TASK STATEMENT:
Please output the lines below as a numbered list, leaving out any blank lines.
** start RECORDS SHOWN **
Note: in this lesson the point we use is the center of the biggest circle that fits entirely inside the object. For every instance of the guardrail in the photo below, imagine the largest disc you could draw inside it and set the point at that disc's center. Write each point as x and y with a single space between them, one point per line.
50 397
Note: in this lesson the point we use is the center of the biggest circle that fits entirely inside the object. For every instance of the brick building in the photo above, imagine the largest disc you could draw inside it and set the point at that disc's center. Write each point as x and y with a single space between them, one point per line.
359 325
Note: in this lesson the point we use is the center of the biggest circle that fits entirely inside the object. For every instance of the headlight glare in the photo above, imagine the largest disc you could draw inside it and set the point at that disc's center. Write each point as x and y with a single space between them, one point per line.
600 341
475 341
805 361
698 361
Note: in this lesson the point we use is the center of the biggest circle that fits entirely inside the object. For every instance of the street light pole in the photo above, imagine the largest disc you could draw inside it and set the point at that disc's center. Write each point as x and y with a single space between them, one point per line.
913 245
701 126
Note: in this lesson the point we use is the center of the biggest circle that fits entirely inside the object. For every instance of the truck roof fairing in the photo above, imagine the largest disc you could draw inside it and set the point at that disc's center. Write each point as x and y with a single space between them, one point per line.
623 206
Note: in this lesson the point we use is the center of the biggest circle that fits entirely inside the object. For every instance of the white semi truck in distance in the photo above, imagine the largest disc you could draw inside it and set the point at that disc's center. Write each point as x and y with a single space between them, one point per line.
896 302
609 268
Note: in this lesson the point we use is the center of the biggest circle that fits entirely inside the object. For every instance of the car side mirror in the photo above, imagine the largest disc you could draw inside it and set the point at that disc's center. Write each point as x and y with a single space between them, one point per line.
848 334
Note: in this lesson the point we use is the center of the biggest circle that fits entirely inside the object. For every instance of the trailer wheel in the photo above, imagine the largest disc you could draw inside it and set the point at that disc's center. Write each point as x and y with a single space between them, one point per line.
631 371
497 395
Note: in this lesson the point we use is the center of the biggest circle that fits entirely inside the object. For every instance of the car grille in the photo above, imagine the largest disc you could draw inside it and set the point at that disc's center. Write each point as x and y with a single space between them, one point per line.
** end RECORDS SHOWN **
COMPLETE RESPONSE:
1. Note: in this lesson the point we use is the center of the biggest circle that fits entirely inside the object. For every instance of the guardrail in the photo below, imagine the largest disc you could draw inside it and set the point at that disc's center. Write each point as x and y with a single space between them, one point per line.
2. 50 397
3. Note: in this lesson the point we use is the center of the biggest circle that fits entirely inside the object. For every instance of the brick building in the photo above, imagine the largest disc you could draw inside it and set the point at that disc's center. Write each point as x and y with a single space between them, one point per line.
4. 359 325
5. Note: in this lesson the point we use is the center of the biggest circle that fits entirely inside the object. For every instance of the headlight glare in the photo above, imagine the largest disc you could draw inside it and set the point at that disc's center. Write each point as x and y with a single space between them, one point per line.
6. 600 341
7. 475 341
8. 805 361
9. 698 361
10. Note: in this lesson the point we use is the center of the biggest circle that fits entirely inside the object. For every instance of the street light pole in the photo above, imagine the largest disc you could draw inside it and set the point at that disc's center. Write each point as x and y with a single space between them, one point per line.
11. 913 245
12. 701 126
13. Note: in this lesson the point we use is the center of the biggest circle that fits entirely inside the object. For every instance of the truck roof fairing in the photo above, imagine the largest disc you could draw inside it and set the point at that disc's center. Write each point as x and y with a single space between them, one point per line.
14. 623 206
15. Note: in this lesson the point we use is the center of the biggest circle that fits entirely inside the object. For every instance of the white semi truck in distance in the photo above, imagine the largest disc you could draw inside it and set the point at that disc's center. Write each point as x and y with a single space between them, one point per line.
16. 896 302
17. 609 268
18. Note: in this lesson the point we use is the center of the biggest circle that fits entirely inside the object. For every instance of the car side mirror in the photo above, imagine the largest disc you could draw inside it and set the point at that disc's center. Write each point as x and y with a single space between them, one point per line.
19. 848 334
20. Note: in this lesson the point we use is the center of the biggest circle that fits entirely inside the object. For every instance of the trailer wheel in the photo above, imagine the largest disc you could draw inside it and set the point at that disc's center. Write each point as x and y with a single space between them, one point per line.
21. 631 371
22. 497 395
23. Note: in this lesson the point we use is the center of the biggest circle that fits entirely inside the object. For every instance of the car grille in the photo above, imagine the largest disc you could draw inside it and set the point at that disc's center. Write each point as x and y with a single space between them, one point per line.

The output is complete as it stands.